Given information >>

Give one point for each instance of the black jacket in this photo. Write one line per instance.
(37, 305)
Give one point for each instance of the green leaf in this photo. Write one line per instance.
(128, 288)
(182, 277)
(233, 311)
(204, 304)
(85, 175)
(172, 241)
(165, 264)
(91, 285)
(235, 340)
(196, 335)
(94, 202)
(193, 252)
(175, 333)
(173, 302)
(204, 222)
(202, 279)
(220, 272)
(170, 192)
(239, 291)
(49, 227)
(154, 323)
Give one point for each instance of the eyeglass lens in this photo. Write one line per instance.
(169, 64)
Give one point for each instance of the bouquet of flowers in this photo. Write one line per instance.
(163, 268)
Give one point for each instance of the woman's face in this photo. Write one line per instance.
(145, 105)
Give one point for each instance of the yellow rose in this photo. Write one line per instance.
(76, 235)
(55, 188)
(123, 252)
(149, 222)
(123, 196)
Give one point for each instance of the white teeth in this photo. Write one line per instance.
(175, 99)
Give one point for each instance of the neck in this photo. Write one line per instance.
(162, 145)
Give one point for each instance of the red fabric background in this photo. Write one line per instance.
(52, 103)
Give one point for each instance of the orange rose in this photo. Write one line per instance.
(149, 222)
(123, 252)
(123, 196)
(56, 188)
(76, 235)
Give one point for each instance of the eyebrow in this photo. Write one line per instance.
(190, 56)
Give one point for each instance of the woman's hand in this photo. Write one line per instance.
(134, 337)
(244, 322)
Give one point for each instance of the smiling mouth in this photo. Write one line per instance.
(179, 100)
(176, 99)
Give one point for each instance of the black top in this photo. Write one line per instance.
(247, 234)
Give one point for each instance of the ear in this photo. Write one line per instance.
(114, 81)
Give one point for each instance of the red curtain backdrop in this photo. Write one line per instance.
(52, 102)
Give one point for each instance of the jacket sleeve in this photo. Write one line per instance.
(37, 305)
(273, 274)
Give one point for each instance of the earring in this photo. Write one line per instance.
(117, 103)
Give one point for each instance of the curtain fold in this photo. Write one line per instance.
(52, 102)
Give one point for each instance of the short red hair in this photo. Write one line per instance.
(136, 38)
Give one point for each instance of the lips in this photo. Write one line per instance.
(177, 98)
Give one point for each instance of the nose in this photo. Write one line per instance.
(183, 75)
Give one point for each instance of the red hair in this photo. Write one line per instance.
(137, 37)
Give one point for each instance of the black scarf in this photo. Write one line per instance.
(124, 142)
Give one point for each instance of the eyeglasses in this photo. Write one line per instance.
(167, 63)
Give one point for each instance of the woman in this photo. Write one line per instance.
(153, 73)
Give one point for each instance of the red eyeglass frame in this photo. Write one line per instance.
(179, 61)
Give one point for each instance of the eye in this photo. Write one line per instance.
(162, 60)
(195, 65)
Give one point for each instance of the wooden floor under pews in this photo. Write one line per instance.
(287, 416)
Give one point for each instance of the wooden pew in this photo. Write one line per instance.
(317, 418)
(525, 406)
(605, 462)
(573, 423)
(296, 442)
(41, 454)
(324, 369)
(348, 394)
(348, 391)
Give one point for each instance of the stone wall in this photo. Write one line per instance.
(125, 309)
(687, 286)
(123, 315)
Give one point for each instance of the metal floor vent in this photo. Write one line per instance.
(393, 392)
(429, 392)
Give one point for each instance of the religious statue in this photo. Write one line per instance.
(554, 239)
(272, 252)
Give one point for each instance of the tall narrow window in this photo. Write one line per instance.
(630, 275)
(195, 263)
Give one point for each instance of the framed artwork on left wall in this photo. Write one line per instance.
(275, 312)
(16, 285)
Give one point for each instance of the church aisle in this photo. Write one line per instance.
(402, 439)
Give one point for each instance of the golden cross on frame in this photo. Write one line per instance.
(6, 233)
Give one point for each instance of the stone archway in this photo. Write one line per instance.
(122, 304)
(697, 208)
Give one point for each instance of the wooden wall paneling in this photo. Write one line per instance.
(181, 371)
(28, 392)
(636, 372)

Aim >> Convert all of the lines above into a numbered list, leaving out any blank lines.

Response to the exercise >>
1. Give one point for each instance of the black jacket in this photo. Write one line per instance.
2. (37, 305)
3. Give one point for each instance of the green leaf in this photo. Write one line per instance.
4. (128, 288)
5. (182, 277)
6. (233, 311)
7. (204, 304)
8. (85, 175)
9. (172, 241)
10. (165, 264)
11. (91, 285)
12. (235, 340)
13. (196, 335)
14. (94, 202)
15. (193, 252)
16. (175, 333)
17. (173, 302)
18. (204, 222)
19. (202, 279)
20. (220, 272)
21. (170, 192)
22. (239, 291)
23. (49, 227)
24. (154, 323)
25. Give one point for each instance of the eyeglass lens in this photo. Write one line per instance.
26. (169, 64)
27. Give one point for each instance of the bouquet of flowers in this photo. Write one line per instance.
28. (163, 268)
29. Give one point for each instance of the woman's face in this photo. Write one line per instance.
30. (145, 105)
31. Give one point for each instance of the yellow rose in this photo. Write one line per instance.
32. (76, 235)
33. (55, 188)
34. (123, 252)
35. (149, 222)
36. (123, 196)
37. Give one point for each instance of the white teeth in this photo. Write one line per instance.
38. (175, 99)
39. Give one point for each instance of the neck in this photo. Write one line per instance.
40. (162, 145)
41. Give one point for each instance of the red fabric background in this photo. Write one line per instance.
42. (52, 103)
43. Give one point for each instance of the orange rose in this photo. Write one line per instance.
44. (149, 222)
45. (123, 252)
46. (123, 196)
47. (56, 188)
48. (76, 235)
49. Give one point for each instance of the eyebrow in this photo. Write one line per instance.
50. (190, 56)
51. Give one point for each instance of the woman's hand in this photo. Write one line per instance.
52. (134, 337)
53. (244, 322)
54. Give one point for each instance of the smiling mouth in this photo. Write one line per instance.
55. (179, 100)
56. (176, 99)
57. Give one point for each instance of the black top in this photo. Write one line per instance.
58. (247, 234)
59. Give one point for each instance of the ear in this photo. Write one line per instance.
60. (114, 81)
61. Give one point for each instance of the red curtain backdrop in this photo. Write one line per instance.
62. (52, 102)
63. Give one point for each instance of the jacket sleeve in this photo. Write one line per instance.
64. (37, 305)
65. (273, 274)
66. Give one point for each instance of the earring in this photo. Write one line per instance.
67. (117, 103)
68. Give one point for each instance of the curtain fold in this photo. Write one line per instance.
69. (52, 102)
70. Give one point for each instance of the short red hair in this photo. Write one line per instance.
71. (136, 38)
72. Give one point for each instance of the lips in this photo. Write one line per instance.
73. (177, 98)
74. Give one point for each instance of the nose in this photo. Write one line per instance.
75. (183, 75)
76. Give one point for each instance of the red hair in this photo. Write one line per instance.
77. (137, 37)
78. Give one point for each instance of the black scarf in this photo. Write one line per instance.
79. (124, 142)
80. Give one point for each instance of the eyeglasses in this photo. Write one line per instance.
81. (167, 63)
82. Give one point for each instance of the woman in this photo. Write one line per instance.
83. (153, 73)
84. Give one point for each instance of the red eyeglass frame in this photo. Write one line per instance.
85. (179, 61)
86. Give one point for each instance of the eye in this photo. Write one line per instance.
87. (162, 60)
88. (195, 65)
89. Give one point for each instance of the wooden floor under pews in this photo. Write one line per instance.
90. (287, 416)
91. Give one point for each instance of the wooden pew in this photo. Write one line per instance.
92. (317, 418)
93. (525, 406)
94. (605, 462)
95. (573, 423)
96. (296, 442)
97. (41, 454)
98. (324, 369)
99. (348, 394)
100. (348, 391)
101. Give one point for each instance of the stone wall in this photo. Write one line per instance.
102. (125, 309)
103. (687, 286)
104. (123, 315)
105. Give one point for each instance of the metal floor vent in this photo. Write one line per instance.
106. (393, 392)
107. (429, 392)
108. Give one point for each instance of the religious statue in this photo. Write one line per instance.
109. (554, 239)
110. (272, 252)
111. Give one point for each instance of the tall narrow window in this photo. Write one line per instance.
112. (630, 275)
113. (195, 263)
114. Give one point for each instance of the framed artwork on left wall in this photo. Write one line per instance.
115. (275, 312)
116. (16, 285)
117. Give one point for each instance of the church aisle in this photo. Write one line per instance.
118. (402, 439)
119. Give one point for each instance of the golden cross on frame in this photo. Write one line per instance.
120. (6, 233)
121. Give one point for each instance of the stone archway in this photo. Write one line per instance.
122. (122, 304)
123. (697, 208)
124. Give one point for each instance of the wooden wall paneling in this photo. Write one line per instance.
125. (181, 371)
126. (28, 392)
127. (636, 372)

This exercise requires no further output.